<<<<
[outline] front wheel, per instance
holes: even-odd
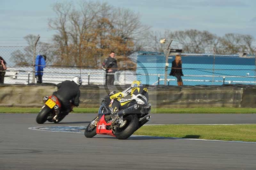
[[[137,129],[139,126],[139,119],[136,114],[129,114],[124,118],[126,121],[125,126],[122,128],[116,128],[115,135],[118,139],[127,139]]]
[[[84,131],[84,136],[86,137],[92,137],[97,134],[96,133],[96,127],[98,120],[99,117],[97,116],[87,126]]]
[[[36,120],[37,123],[43,124],[47,120],[47,116],[52,110],[49,107],[45,106],[36,116]]]

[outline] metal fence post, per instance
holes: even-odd
[[[254,49],[254,53],[255,53],[255,58],[254,62],[255,62],[254,65],[255,65],[255,67],[254,68],[254,82],[256,84],[256,47]]]
[[[29,74],[30,72],[28,72],[28,84],[29,84]]]
[[[34,45],[34,52],[33,53],[33,78],[32,80],[32,82],[33,83],[35,83],[35,73],[36,73],[36,44],[37,43],[39,39],[40,38],[40,36],[38,35],[36,37],[36,43]]]

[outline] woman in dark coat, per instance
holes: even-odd
[[[6,69],[6,62],[2,57],[0,56],[0,83],[4,83]]]
[[[180,55],[176,55],[175,59],[172,63],[172,70],[169,74],[177,78],[178,86],[183,85],[181,76],[184,75],[182,72],[182,64],[181,57]]]

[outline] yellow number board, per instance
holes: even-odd
[[[52,109],[56,104],[53,100],[51,99],[49,99],[47,101],[45,102],[45,104],[51,109]]]

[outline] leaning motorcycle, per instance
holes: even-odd
[[[113,110],[108,107],[109,102],[106,100],[108,97],[109,96],[102,99],[98,115],[86,127],[84,131],[86,137],[92,137],[99,134],[125,139],[150,119],[150,116],[147,115],[151,111],[151,104],[138,102],[117,113],[113,113]],[[116,100],[111,100],[110,103],[112,103]]]
[[[56,119],[58,115],[61,111],[61,104],[60,100],[53,95],[49,97],[44,97],[43,100],[44,104],[36,116],[36,122],[39,124],[42,124],[47,120],[55,123],[60,121],[65,116],[62,117],[61,120]],[[71,103],[70,101],[71,109],[73,109],[74,105]]]

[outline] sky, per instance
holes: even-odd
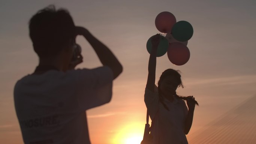
[[[157,59],[156,81],[172,68],[182,72],[182,96],[193,95],[193,123],[187,135],[197,132],[256,94],[256,2],[254,0],[0,1],[0,141],[22,144],[16,115],[13,86],[33,73],[38,63],[28,36],[28,22],[50,4],[67,9],[76,25],[84,27],[105,44],[122,63],[124,71],[114,81],[111,101],[87,111],[92,143],[139,144],[146,123],[144,93],[149,55],[146,43],[161,33],[157,15],[168,11],[177,21],[192,25],[188,47],[191,56],[176,66],[166,54]],[[102,65],[82,37],[84,62],[77,68]]]

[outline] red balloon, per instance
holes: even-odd
[[[169,45],[167,55],[171,63],[175,65],[182,65],[189,59],[190,52],[186,46],[180,43],[175,42]]]
[[[159,13],[155,20],[156,28],[163,33],[171,33],[173,26],[175,23],[175,16],[168,12],[163,12]]]

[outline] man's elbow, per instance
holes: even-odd
[[[123,67],[120,64],[118,67],[117,67],[113,71],[114,79],[115,79],[118,77],[122,72],[123,72]]]
[[[188,134],[189,132],[189,130],[188,130],[188,130],[184,130],[184,134],[185,134],[185,135],[187,135],[187,134]]]

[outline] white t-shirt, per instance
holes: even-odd
[[[85,111],[109,102],[113,72],[104,66],[49,70],[18,80],[16,113],[25,144],[90,144]]]
[[[188,144],[184,132],[188,111],[184,101],[174,98],[171,102],[164,97],[168,111],[160,102],[158,92],[153,92],[146,88],[144,98],[150,119],[156,117],[151,132],[153,143]]]

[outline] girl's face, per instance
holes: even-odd
[[[176,93],[179,83],[174,76],[167,76],[162,80],[160,89],[162,94],[165,96],[173,95]]]

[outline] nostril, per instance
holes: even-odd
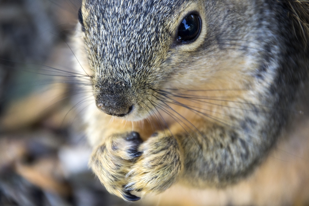
[[[132,106],[129,107],[129,110],[128,111],[127,114],[129,114],[130,112],[131,112],[131,111],[132,111],[132,110],[133,110],[133,107],[134,107],[133,105],[132,105]]]

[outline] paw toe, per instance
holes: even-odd
[[[124,198],[128,201],[136,201],[141,199],[140,197],[132,195],[128,191],[124,191],[122,196]]]

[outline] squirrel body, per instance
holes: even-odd
[[[251,174],[307,81],[308,11],[287,0],[83,0],[75,67],[89,77],[89,164],[107,190],[135,201],[177,181],[224,187]],[[197,36],[180,42],[190,15]]]

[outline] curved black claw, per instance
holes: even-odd
[[[128,201],[137,201],[141,199],[139,197],[132,195],[127,191],[124,191],[124,194],[123,195],[124,198]]]

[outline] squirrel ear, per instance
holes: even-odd
[[[82,30],[85,32],[85,26],[84,25],[84,20],[83,19],[83,14],[82,13],[82,7],[79,8],[78,10],[78,20],[82,25]]]

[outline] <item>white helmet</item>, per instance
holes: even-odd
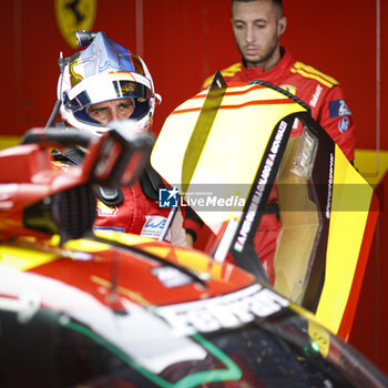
>>>>
#### YOUR GOAL:
Recast all the records above as a JSON list of strings, one string per line, with blank lines left out. Leave the pictures out of the answer.

#### RESPONSE TO THE TASK:
[
  "[outline] front wheel, per instance",
  "holes: even-odd",
  "[[[137,129],[139,126],[139,119],[136,114],[129,114],[124,118],[126,121],[125,126],[122,128],[116,128],[115,135],[118,139],[127,139]]]",
  "[[[84,131],[84,136],[86,137],[92,137],[97,134],[96,133],[96,127],[98,120],[99,117],[97,116],[87,126]]]",
  "[[[36,120],[37,123],[43,124],[47,120],[47,116],[52,110],[49,107],[45,106],[36,116]]]",
  "[outline] metal fence post, per instance",
  "holes: even-odd",
  "[[[254,49],[254,53],[255,53],[255,58],[254,62],[255,62],[254,65],[255,65],[255,67],[254,68],[254,82],[256,84],[256,47]]]",
  "[[[29,74],[30,72],[28,72],[28,84],[29,84]]]",
  "[[[34,45],[34,52],[33,53],[33,78],[32,80],[32,82],[33,83],[35,83],[35,73],[36,73],[36,44],[37,43],[39,39],[40,38],[40,36],[38,35],[36,37],[36,43]]]",
  "[outline] woman in dark coat, per instance",
  "holes: even-odd",
  "[[[6,69],[6,62],[2,57],[0,56],[0,83],[4,83]]]",
  "[[[180,55],[176,55],[175,59],[172,63],[172,70],[169,74],[177,78],[178,86],[183,85],[181,76],[184,75],[182,72],[182,64],[181,57]]]",
  "[outline] yellow number board, per instance",
  "holes: even-odd",
  "[[[52,109],[56,104],[53,100],[51,99],[49,99],[47,101],[45,102],[45,104],[51,109]]]",
  "[outline] leaning motorcycle, per instance",
  "holes: even-odd",
  "[[[113,110],[108,107],[109,102],[106,100],[108,97],[109,96],[102,99],[98,115],[86,127],[84,131],[86,137],[92,137],[99,134],[125,139],[150,119],[150,116],[147,115],[151,111],[151,104],[138,102],[117,113],[113,113]],[[116,100],[111,100],[110,103],[112,103]]]",
  "[[[56,119],[58,115],[61,111],[61,104],[60,100],[53,95],[49,97],[44,97],[43,100],[44,104],[36,116],[36,122],[39,124],[42,124],[47,120],[55,123],[60,121],[65,116],[62,117],[61,120]],[[71,103],[70,101],[71,109],[73,109],[74,105]]]",
  "[outline] sky, per instance",
  "holes: even-odd",
  "[[[157,59],[156,81],[172,68],[182,72],[182,96],[193,95],[193,123],[187,135],[197,132],[256,94],[256,2],[254,0],[0,1],[0,141],[22,144],[16,115],[13,86],[33,73],[38,63],[28,36],[28,22],[50,4],[67,9],[76,25],[84,27],[105,44],[122,63],[124,71],[114,81],[111,101],[87,111],[92,143],[139,144],[146,123],[144,93],[149,55],[146,43],[161,33],[157,15],[168,11],[177,21],[192,25],[188,47],[191,56],[176,66],[166,54]],[[102,65],[82,37],[84,62],[77,68]]]",
  "[outline] red balloon, per instance",
  "holes: even-odd",
  "[[[169,45],[167,55],[171,63],[175,65],[182,65],[189,59],[190,52],[186,46],[180,43],[175,42]]]",
  "[[[159,13],[155,20],[156,28],[163,33],[171,33],[173,26],[175,23],[175,16],[168,12],[163,12]]]",
  "[outline] man's elbow, per instance",
  "holes: even-odd",
  "[[[123,67],[120,64],[118,67],[117,67],[113,71],[114,79],[115,79],[118,77],[122,72],[123,72]]]",
  "[[[188,134],[189,132],[189,130],[188,130],[188,130],[184,130],[184,134],[185,134],[185,135],[187,135],[187,134]]]",
  "[outline] white t-shirt, per instance",
  "holes: even-odd",
  "[[[85,111],[109,102],[113,72],[104,66],[49,70],[18,80],[16,113],[25,144],[90,144]]]",
  "[[[188,144],[184,132],[188,111],[184,101],[174,98],[171,102],[164,97],[168,111],[160,102],[158,92],[153,92],[146,88],[144,98],[150,119],[156,117],[151,132],[153,143]]]",
  "[outline] girl's face, per instance",
  "holes: even-odd",
  "[[[176,93],[179,83],[174,76],[167,76],[162,80],[160,89],[162,94],[165,96],[173,95]]]",
  "[outline] nostril, per instance",
  "holes: even-odd",
  "[[[132,106],[129,107],[129,110],[128,111],[127,114],[129,114],[130,112],[131,112],[131,111],[132,111],[132,110],[133,110],[133,107],[134,107],[133,105],[132,105]]]",
  "[outline] paw toe, per instance",
  "holes: even-odd",
  "[[[124,198],[128,201],[136,201],[141,199],[140,197],[132,195],[128,191],[124,191],[122,196]]]",
  "[outline] squirrel body, per instance",
  "holes: even-odd",
  "[[[251,174],[307,81],[308,11],[287,0],[83,0],[75,67],[89,77],[89,164],[107,190],[135,201],[177,181],[224,187]],[[197,36],[180,42],[190,15]]]",
  "[outline] curved black claw, per instance",
  "holes: even-odd",
  "[[[128,201],[137,201],[141,199],[139,197],[132,195],[127,191],[124,191],[124,194],[123,195],[124,198]]]",
  "[outline] squirrel ear, per instance",
  "holes: even-odd",
  "[[[82,30],[85,32],[85,26],[84,25],[84,20],[83,19],[83,14],[82,13],[82,7],[79,8],[78,10],[78,20],[82,25]]]",
  "[outline] <item>white helmet</item>, per instance",
  "holes: even-odd"
]